* Yapılacak İş
Aşağıdaki belge bölümüne göre, vazgeçilmesi önerilen yeni sanayi OSB'lerinin yol açacağı söylenen sonuçların tümünü lütfen sıralayın.

* Belge Bölümü
++++++

Aslında biliyorsunuz bu konuları bu köşede devamlı işliyorum, örnekleriyle çeşitli açılardan görüşlerimi değerlendirmenize sunuyorum. İş dünyamızın gazetemize aktardıkları görüşleri okuduğumda, onların da üretimlerinde ihtiyaç duydukları ara gücün ve bu gücün oluşumunda eğitimin önemi üzerindeki düşünceleri beni sevindirdi. Biliyorsunuz ben tarımda, hayvancılıkta ve de sanayide nitelikli eleman yetiştirilmesi konusunun önemini, dünyadan örneklerle hep sizlere sunarım, çözümün tabanında da uygulamalı meslek eğitimi olduğunu, vurgularım. Bu sistem bizim eğitim düzeni içinde, birkaç güzel örnek dışında, pek yaygın olmadığı için, iş dünyası yeni aldığı elemanları kendi çatısı altında eğitip verimini artırmaya çalışıyor. Güzel örnek derken, BTSO ve Bursa OSB yönetiminin destekleriyle OSB içindeki meslek okulundaki eğitimin uygulamalı düzene sokulduğunu hatırlayalım. Okulda eğitim alan öğrenciler haftanın belli günleri, kendi dallarındaki fabrikalarda çalışarak eğitimlerini etkinleştiriyorlar.
Gelelim Sayın İbrahim Burkay’ın önerisine;
Bugün Bursa, 17 resmi OSB ve 7 resmi olmayan OSB ile ülkemizin önemli bir sanayi kenti, ama barajlara, sulama sistemlerine ve de birinci sınıf tarım topraklarına sahip çok değerli bir tarım kenti de hem de sanayi ürünleri gibi tarım ürünlerini de ihraç eden bir kent. Bu nedenle kentin geleceğine yönelik kararlar alırken bu değerlerine de sahip çıkılması büyük önem taşıyor. Gıda ve Tarım İhtisas Bölgesi oluşumu kentimizin yukarda açıkladığım özellikleriyle uyum sağlayacaktır, buna inanıyorum. Gelin bu bölgeyi yoğun tarım ve hayvancılık yapılan Mustafakemalpaşa ve Karacabey ovalarına hitap edecek tarzda o bölgede kurun, Karacabey Harası’nda da birer uygulamalı tarım ve hayvancılık okullarını oluşturun. Ama önerdiğiniz diğer sanayi OSB’lerinin oluşumundan vazgeçin. Zira bu yeni OSB’ler, hem değerli tarım alanları üzerine kurulacak, hem de yeni göç yollarını açacak, nüfus artışını tetikleyecek ve yine çok değerli tarım topraklarının yok oluşuna neden olacak.

++++++

* Çıkarılan Bilgiler
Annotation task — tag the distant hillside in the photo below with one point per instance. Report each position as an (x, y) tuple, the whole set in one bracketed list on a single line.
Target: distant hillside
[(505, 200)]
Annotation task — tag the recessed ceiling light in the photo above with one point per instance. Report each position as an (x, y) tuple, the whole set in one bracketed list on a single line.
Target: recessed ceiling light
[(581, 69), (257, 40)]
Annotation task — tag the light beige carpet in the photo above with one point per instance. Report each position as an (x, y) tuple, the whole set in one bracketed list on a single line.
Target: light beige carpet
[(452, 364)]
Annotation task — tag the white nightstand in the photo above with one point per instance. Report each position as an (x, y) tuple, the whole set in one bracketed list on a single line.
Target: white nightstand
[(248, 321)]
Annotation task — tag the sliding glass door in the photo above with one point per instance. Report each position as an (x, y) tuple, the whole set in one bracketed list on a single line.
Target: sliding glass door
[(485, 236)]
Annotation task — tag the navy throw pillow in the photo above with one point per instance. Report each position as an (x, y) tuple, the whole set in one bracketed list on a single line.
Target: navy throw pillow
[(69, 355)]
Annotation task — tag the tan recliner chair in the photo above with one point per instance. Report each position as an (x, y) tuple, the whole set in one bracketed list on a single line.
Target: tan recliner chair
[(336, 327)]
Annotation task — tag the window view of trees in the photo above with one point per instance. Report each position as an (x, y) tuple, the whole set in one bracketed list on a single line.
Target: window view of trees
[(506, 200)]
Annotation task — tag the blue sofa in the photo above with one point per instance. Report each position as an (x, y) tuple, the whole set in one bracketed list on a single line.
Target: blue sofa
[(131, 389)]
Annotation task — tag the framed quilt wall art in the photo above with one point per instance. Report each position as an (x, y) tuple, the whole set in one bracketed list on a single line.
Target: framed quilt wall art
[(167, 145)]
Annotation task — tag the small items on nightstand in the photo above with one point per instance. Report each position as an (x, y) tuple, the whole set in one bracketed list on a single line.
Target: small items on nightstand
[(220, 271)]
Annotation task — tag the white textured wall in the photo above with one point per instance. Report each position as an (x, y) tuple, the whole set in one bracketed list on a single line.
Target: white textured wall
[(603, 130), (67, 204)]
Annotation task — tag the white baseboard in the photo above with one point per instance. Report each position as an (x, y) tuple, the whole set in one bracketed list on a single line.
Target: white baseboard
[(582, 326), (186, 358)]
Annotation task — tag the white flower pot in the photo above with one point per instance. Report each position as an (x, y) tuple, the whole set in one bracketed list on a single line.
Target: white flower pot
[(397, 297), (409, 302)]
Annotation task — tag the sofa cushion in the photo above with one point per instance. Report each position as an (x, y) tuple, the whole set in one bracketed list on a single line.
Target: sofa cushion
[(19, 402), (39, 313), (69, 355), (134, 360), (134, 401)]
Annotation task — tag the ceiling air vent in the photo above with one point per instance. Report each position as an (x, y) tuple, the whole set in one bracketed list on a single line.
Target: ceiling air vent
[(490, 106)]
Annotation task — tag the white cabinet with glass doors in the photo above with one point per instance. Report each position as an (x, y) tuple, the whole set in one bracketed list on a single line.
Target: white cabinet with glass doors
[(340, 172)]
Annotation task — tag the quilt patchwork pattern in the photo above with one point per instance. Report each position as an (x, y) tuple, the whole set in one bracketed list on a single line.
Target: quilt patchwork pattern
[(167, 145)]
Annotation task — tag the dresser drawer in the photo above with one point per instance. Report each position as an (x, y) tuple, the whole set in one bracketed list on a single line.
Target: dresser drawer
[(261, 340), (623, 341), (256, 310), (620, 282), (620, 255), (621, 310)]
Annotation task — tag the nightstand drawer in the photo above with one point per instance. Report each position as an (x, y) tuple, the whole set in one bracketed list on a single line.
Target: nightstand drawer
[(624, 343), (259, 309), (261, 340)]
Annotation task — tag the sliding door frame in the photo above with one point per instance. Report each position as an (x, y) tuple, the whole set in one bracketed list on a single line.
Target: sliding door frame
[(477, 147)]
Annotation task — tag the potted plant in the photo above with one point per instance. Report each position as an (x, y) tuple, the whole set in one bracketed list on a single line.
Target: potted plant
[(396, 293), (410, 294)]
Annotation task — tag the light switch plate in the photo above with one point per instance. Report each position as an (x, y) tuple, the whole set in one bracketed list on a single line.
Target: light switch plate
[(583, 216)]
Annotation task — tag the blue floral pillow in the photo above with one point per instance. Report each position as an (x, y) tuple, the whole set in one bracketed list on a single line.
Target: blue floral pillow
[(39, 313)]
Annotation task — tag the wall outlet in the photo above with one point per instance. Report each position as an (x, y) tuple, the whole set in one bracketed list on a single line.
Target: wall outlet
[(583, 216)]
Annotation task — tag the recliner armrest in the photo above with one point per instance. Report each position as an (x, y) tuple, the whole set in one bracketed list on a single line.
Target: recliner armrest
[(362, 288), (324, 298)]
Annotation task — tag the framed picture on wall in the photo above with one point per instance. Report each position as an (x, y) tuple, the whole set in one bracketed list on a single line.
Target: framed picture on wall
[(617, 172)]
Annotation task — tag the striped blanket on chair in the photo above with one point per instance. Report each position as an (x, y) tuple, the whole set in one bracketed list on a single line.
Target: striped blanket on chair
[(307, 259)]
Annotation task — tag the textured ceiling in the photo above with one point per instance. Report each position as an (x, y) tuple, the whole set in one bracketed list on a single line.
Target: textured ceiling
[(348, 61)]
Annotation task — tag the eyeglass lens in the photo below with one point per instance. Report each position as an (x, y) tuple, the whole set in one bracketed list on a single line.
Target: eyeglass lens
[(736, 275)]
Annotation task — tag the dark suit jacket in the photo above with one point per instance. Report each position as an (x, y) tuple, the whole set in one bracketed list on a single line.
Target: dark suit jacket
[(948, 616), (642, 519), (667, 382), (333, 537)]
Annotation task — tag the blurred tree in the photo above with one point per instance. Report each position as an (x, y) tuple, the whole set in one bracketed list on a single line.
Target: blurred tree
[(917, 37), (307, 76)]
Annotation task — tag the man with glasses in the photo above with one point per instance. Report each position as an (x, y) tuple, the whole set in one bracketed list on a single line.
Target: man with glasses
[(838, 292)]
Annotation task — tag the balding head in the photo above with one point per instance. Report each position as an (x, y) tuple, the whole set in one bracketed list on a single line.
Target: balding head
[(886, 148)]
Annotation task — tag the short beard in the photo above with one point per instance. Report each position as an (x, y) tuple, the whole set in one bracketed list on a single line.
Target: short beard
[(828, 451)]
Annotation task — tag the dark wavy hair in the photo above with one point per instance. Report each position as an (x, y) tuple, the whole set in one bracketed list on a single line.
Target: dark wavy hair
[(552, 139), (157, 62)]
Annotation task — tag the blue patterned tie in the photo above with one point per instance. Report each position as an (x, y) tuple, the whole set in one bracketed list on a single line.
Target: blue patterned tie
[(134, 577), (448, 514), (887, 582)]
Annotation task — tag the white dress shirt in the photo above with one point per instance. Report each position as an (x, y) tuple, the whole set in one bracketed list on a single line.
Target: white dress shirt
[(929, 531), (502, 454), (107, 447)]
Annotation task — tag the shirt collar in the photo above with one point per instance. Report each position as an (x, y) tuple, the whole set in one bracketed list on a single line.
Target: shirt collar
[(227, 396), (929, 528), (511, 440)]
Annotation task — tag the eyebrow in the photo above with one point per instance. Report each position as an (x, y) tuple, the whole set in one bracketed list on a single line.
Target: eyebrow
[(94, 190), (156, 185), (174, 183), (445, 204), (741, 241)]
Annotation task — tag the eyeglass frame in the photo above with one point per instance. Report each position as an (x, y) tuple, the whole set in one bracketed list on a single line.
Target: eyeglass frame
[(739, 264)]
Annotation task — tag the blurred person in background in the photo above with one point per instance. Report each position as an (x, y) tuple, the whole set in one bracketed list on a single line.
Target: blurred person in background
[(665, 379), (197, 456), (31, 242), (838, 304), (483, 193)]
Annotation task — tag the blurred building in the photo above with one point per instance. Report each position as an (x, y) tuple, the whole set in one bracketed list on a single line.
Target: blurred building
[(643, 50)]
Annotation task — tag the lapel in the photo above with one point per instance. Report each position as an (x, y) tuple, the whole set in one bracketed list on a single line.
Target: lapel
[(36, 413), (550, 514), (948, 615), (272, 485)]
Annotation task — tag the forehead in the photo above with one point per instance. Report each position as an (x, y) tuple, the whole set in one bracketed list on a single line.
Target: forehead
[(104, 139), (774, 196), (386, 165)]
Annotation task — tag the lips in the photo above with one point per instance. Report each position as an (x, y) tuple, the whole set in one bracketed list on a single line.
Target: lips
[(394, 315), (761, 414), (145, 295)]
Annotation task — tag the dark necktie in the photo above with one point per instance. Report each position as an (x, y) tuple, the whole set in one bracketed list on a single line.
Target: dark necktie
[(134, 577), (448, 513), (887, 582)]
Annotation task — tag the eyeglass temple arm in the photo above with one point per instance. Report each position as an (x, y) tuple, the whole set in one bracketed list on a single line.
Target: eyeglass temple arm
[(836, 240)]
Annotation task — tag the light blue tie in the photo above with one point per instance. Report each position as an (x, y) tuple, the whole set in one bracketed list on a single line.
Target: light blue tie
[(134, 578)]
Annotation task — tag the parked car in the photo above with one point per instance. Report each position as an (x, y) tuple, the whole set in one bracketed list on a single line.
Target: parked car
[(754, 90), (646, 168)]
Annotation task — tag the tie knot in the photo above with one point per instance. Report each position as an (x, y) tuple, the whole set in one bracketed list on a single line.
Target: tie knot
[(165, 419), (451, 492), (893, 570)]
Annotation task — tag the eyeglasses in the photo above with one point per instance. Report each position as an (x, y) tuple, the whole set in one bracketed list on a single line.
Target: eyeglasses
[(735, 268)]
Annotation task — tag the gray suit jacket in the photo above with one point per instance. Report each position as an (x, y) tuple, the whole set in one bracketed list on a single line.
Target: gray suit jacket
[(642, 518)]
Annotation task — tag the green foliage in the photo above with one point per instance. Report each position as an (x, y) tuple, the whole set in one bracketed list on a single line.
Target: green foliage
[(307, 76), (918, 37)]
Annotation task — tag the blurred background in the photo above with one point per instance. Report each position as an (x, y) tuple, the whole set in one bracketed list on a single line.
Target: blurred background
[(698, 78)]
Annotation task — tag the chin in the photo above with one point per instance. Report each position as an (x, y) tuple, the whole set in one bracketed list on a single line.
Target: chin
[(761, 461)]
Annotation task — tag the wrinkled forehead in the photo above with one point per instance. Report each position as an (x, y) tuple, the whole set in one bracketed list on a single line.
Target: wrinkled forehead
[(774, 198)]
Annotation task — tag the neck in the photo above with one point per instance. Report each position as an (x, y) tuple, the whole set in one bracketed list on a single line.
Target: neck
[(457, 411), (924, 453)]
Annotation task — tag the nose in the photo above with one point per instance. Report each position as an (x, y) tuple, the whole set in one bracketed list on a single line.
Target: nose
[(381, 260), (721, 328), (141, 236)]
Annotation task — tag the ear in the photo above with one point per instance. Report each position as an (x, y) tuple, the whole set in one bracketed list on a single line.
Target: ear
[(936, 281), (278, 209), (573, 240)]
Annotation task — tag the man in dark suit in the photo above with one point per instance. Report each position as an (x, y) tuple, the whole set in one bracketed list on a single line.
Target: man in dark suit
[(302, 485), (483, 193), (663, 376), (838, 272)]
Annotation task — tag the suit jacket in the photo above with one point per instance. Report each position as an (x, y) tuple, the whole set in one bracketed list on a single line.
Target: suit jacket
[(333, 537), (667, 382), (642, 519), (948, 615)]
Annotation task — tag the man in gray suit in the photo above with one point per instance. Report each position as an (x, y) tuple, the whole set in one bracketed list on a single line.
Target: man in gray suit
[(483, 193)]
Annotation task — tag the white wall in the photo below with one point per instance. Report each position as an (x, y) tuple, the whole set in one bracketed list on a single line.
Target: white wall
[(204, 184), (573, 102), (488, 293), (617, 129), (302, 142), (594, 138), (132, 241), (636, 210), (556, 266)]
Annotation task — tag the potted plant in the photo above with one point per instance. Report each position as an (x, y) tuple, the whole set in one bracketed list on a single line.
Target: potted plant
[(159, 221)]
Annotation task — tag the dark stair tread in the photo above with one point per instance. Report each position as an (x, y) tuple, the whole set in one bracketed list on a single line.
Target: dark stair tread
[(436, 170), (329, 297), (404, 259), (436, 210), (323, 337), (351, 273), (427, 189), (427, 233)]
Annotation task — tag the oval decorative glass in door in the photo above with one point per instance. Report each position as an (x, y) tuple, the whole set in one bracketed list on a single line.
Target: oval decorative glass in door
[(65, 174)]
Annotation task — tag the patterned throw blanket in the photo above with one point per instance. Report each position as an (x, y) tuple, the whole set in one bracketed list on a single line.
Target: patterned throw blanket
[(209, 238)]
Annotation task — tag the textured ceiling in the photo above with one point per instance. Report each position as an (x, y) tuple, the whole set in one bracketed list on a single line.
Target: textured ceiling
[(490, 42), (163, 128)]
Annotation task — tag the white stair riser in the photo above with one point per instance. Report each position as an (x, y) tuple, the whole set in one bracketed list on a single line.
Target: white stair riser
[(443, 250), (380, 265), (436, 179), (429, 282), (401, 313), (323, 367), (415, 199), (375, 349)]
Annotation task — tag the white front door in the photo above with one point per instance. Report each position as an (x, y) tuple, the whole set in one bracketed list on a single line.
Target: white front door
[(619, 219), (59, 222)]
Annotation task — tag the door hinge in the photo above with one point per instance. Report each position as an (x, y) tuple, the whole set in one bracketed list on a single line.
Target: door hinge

++++++

* Görevin Sonucu
- Değerli tarım alanları üzerine kurulacak.
- Yeni göç yollarını açacak.
- Nüfus artışını tetikleyecek.
- Çok değerli tarım topraklarının yok oluşuna neden olacak.